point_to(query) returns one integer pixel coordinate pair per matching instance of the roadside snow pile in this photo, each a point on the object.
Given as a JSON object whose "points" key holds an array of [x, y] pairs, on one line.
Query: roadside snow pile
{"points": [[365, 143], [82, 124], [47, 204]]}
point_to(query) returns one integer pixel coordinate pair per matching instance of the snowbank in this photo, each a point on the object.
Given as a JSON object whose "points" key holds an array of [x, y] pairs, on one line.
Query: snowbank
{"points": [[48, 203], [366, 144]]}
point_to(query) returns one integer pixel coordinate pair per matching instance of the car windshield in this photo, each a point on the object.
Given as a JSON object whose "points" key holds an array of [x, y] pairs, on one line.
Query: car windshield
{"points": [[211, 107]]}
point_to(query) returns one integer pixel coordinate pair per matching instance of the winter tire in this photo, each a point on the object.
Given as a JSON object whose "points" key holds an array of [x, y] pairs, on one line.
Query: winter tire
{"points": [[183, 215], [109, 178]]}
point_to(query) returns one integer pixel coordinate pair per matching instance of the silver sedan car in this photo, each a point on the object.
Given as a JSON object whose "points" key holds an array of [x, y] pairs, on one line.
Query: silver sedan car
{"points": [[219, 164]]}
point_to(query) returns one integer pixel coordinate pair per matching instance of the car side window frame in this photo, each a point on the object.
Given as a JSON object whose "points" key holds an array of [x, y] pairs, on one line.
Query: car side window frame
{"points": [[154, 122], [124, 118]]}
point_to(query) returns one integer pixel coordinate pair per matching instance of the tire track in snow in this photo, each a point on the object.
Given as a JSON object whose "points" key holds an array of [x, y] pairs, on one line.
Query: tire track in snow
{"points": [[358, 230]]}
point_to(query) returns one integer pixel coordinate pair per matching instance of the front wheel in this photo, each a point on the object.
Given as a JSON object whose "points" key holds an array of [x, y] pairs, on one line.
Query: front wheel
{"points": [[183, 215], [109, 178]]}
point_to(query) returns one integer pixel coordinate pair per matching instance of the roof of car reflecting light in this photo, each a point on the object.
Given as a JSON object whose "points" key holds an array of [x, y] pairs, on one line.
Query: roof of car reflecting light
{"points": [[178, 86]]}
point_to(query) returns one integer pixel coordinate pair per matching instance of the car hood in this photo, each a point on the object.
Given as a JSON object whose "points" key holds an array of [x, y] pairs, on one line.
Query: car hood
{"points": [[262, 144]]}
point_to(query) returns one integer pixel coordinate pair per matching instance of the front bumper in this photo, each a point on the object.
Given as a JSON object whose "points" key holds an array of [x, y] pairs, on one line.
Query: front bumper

> [Description of the task]
Return all of the rows above word for word, without altering any of them.

> [Task output]
point_to(query) returns one integer pixel coordinate pair per matching instance of the roadside snow pile in this photo, each a point on the object.
Given as a JSON object whose "points" key holds an array of [x, y] pairs, on one line.
Query: roadside snow pile
{"points": [[365, 143], [82, 124], [47, 204]]}
point_to(query) returns one integer pixel coordinate pair per matching instance of the snowbank in this photo, each a point on the object.
Given as a JSON object whose "points" key holds an array of [x, y] pairs, on one line.
Query: snowbank
{"points": [[48, 203], [366, 144]]}
point_to(query) returns one integer pixel coordinate pair per matching instance of the car windshield in this photo, each a point on the object.
Given as a JSON object whose "points" key holds an array of [x, y] pairs, on one line.
Query: car windshield
{"points": [[211, 107]]}
point_to(query) returns one integer pixel coordinate pair per matching instance of the winter tire in this photo, each a point on the object.
Given as a JSON object whose "points" key holds an array of [x, y] pairs, on one line.
Query: winter tire
{"points": [[183, 215], [109, 178]]}
point_to(query) returns one integer pixel coordinate pair per matching instance of the silver sedan car in this photo, each a point on the object.
Given as a JSON object whose "points" key holds an array of [x, y] pairs, on one line.
Query: silver sedan car
{"points": [[219, 164]]}
point_to(query) returns one integer pixel coordinate pair per matching instance of the car side window frame in this photo, each a point on the object.
Given as a JSON object whose "points" key holds an array of [x, y] pairs, on one line.
Query: car side window frame
{"points": [[154, 122], [124, 118]]}
point_to(query) returns one integer pixel coordinate pair per matching instance of the tire track in snow in this photo, each a point on the object.
Given as a JSON object whose "points" key holds an array of [x, y] pairs, on one line.
Query: tire track in snow
{"points": [[358, 230]]}
point_to(query) returns one integer pixel coordinate pair per matching instance of the front wheel in this photo, each a point on the object.
Given as a JSON object whose "points" key holds an array of [x, y] pairs, on one line.
Query: front wheel
{"points": [[183, 215], [109, 178]]}
point_to(query) returns one integer pixel coordinate pair per matching instance of the roof of car reflecting light in this photo, each a point on the object.
Given as a JSON object whose "points" key holds an array of [x, y] pairs, on one line.
Query: roof of car reflecting light
{"points": [[178, 86]]}
point_to(query) returns one integer pixel coordinate pair per matching instance of the car hood in this photo, each a point on the object.
Given as a JSON object whose "points" key holds an array of [x, y] pairs, on one line.
Query: car hood
{"points": [[262, 144]]}
point_to(query) returns one integer pixel coordinate pair per matching instance of the front bumper in this photo, each a point on the object.
Given as a JSON object whose "points" key holds an array of [x, y] pairs, on one line.
Query: front bumper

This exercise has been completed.